DIRECTIONS – Identify, in the records below, every line where the string "plaza" appears, and copy each such line.
** EXERCISE INPUTS follows **
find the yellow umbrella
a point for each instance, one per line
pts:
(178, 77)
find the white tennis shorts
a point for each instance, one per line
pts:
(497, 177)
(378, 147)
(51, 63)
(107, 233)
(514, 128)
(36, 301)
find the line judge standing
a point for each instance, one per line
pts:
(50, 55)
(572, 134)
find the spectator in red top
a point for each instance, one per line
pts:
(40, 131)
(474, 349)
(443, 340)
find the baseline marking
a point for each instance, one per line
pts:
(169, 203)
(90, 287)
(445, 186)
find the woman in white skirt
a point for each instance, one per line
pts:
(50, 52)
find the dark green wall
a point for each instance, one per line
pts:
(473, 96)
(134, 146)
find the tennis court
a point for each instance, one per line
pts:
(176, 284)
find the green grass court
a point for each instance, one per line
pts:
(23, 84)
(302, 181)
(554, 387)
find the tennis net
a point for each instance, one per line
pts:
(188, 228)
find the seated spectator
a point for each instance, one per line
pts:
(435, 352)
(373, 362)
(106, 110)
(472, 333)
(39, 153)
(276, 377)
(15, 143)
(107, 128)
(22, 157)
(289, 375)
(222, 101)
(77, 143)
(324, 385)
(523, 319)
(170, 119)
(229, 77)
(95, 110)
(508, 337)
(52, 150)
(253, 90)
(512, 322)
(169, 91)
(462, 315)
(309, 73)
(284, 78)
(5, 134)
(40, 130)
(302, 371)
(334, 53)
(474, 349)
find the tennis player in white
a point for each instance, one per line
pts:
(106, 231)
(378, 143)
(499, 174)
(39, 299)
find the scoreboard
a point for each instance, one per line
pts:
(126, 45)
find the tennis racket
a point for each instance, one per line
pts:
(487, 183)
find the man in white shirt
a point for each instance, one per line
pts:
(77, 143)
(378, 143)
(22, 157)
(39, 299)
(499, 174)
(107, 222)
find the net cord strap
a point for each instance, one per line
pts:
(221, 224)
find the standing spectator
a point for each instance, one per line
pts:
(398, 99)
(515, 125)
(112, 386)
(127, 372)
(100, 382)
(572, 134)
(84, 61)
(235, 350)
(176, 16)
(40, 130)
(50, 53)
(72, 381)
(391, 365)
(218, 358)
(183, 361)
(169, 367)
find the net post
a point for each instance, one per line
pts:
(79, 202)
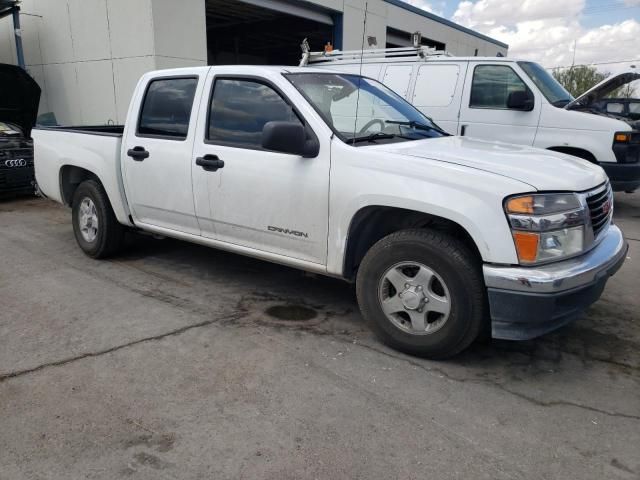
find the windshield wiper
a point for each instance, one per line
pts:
(418, 125)
(371, 138)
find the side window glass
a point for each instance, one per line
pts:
(397, 78)
(435, 85)
(239, 110)
(166, 108)
(492, 85)
(615, 107)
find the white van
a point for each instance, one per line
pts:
(499, 98)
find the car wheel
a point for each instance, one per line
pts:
(423, 293)
(97, 231)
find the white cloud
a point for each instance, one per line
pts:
(547, 30)
(491, 13)
(428, 6)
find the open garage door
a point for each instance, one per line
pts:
(266, 32)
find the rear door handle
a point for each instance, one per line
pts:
(138, 153)
(210, 163)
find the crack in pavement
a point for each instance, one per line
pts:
(18, 373)
(500, 386)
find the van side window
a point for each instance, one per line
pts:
(492, 85)
(239, 110)
(435, 85)
(166, 108)
(397, 78)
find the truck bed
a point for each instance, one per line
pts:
(72, 152)
(105, 130)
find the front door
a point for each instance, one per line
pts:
(268, 201)
(485, 111)
(156, 156)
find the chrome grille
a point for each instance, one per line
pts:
(600, 203)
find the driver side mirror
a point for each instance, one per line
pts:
(289, 137)
(520, 100)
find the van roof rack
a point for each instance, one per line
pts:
(387, 54)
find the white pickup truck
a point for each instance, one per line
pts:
(442, 234)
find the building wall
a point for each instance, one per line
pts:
(87, 55)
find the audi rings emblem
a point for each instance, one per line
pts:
(18, 162)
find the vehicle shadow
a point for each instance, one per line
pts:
(267, 285)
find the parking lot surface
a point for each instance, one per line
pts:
(177, 361)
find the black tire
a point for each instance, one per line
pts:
(458, 268)
(110, 233)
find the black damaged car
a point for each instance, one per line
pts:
(19, 99)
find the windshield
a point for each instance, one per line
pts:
(361, 110)
(549, 86)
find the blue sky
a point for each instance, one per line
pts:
(546, 31)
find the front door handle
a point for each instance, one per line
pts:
(210, 163)
(138, 153)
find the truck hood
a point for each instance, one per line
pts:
(19, 98)
(541, 169)
(603, 89)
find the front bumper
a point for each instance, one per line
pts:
(526, 302)
(624, 177)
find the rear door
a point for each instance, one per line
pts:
(156, 157)
(485, 112)
(264, 200)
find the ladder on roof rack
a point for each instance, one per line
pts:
(421, 52)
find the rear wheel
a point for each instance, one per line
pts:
(97, 231)
(422, 292)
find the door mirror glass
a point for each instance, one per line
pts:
(520, 100)
(289, 137)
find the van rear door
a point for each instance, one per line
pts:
(499, 103)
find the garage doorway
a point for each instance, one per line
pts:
(267, 32)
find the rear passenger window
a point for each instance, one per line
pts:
(239, 110)
(615, 107)
(166, 108)
(492, 85)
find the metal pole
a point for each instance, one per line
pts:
(18, 36)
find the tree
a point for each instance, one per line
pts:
(578, 79)
(626, 91)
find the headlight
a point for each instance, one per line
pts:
(547, 227)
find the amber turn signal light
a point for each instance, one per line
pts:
(520, 205)
(526, 246)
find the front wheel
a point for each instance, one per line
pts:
(422, 292)
(95, 226)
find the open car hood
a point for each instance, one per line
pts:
(603, 89)
(19, 98)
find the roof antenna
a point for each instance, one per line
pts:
(364, 33)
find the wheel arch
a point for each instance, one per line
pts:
(71, 176)
(374, 222)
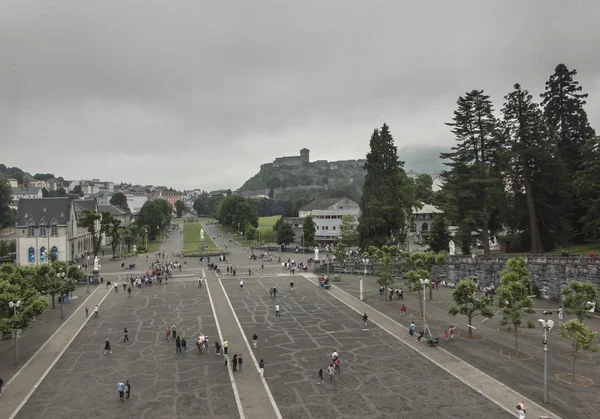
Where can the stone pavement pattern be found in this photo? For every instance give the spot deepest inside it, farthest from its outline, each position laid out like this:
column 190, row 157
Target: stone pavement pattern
column 567, row 400
column 377, row 381
column 163, row 384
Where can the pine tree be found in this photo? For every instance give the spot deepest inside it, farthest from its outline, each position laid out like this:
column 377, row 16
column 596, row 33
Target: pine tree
column 563, row 105
column 387, row 194
column 536, row 176
column 474, row 164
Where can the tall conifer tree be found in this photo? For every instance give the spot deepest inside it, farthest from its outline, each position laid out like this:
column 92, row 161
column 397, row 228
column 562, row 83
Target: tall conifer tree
column 387, row 198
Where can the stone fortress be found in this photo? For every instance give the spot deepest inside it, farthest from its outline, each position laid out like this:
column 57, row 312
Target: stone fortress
column 303, row 161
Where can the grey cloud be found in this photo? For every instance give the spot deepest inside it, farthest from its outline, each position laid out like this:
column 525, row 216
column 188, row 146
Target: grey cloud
column 154, row 87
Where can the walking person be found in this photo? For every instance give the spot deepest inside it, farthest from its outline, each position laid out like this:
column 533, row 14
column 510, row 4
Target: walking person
column 177, row 345
column 107, row 348
column 121, row 389
column 184, row 345
column 331, row 371
column 261, row 368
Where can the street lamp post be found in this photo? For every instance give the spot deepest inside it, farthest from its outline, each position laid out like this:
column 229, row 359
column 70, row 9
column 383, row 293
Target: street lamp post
column 424, row 283
column 61, row 277
column 362, row 287
column 547, row 325
column 14, row 306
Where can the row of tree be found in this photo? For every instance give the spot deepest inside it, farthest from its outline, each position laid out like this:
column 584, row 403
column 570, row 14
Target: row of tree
column 533, row 170
column 29, row 285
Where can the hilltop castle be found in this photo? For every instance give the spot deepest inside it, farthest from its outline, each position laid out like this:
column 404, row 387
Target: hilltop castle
column 303, row 160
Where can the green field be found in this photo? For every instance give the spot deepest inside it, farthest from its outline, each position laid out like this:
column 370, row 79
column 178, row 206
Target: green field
column 191, row 239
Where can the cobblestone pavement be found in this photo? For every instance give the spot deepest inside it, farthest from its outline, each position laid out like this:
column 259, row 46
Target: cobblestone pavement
column 380, row 377
column 164, row 384
column 32, row 338
column 484, row 351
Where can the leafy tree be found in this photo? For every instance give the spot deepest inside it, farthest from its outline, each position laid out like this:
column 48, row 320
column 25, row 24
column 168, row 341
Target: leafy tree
column 474, row 163
column 513, row 295
column 414, row 278
column 77, row 190
column 587, row 183
column 385, row 257
column 582, row 337
column 439, row 235
column 285, row 234
column 424, row 188
column 119, row 200
column 16, row 286
column 309, row 229
column 468, row 304
column 115, row 232
column 563, row 105
column 6, row 218
column 535, row 175
column 387, row 194
column 179, row 208
column 97, row 225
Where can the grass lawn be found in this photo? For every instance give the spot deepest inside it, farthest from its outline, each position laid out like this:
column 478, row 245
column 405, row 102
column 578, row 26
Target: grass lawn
column 191, row 239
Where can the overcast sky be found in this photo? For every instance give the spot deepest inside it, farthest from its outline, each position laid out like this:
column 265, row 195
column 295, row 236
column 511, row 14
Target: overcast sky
column 197, row 94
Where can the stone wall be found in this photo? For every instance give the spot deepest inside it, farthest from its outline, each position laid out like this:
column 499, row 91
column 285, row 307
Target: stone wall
column 547, row 272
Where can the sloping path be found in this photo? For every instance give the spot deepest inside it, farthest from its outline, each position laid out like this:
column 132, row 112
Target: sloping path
column 479, row 381
column 253, row 392
column 20, row 388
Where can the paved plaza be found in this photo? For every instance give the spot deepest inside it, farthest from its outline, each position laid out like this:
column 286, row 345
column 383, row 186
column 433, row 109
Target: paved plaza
** End of EXERCISE INPUTS **
RESPONSE BELOW –
Where can the paved plaza be found in this photo? For every instance give the spot deepest inside it, farthest from its outline, each position laid out like this:
Target: paved plaza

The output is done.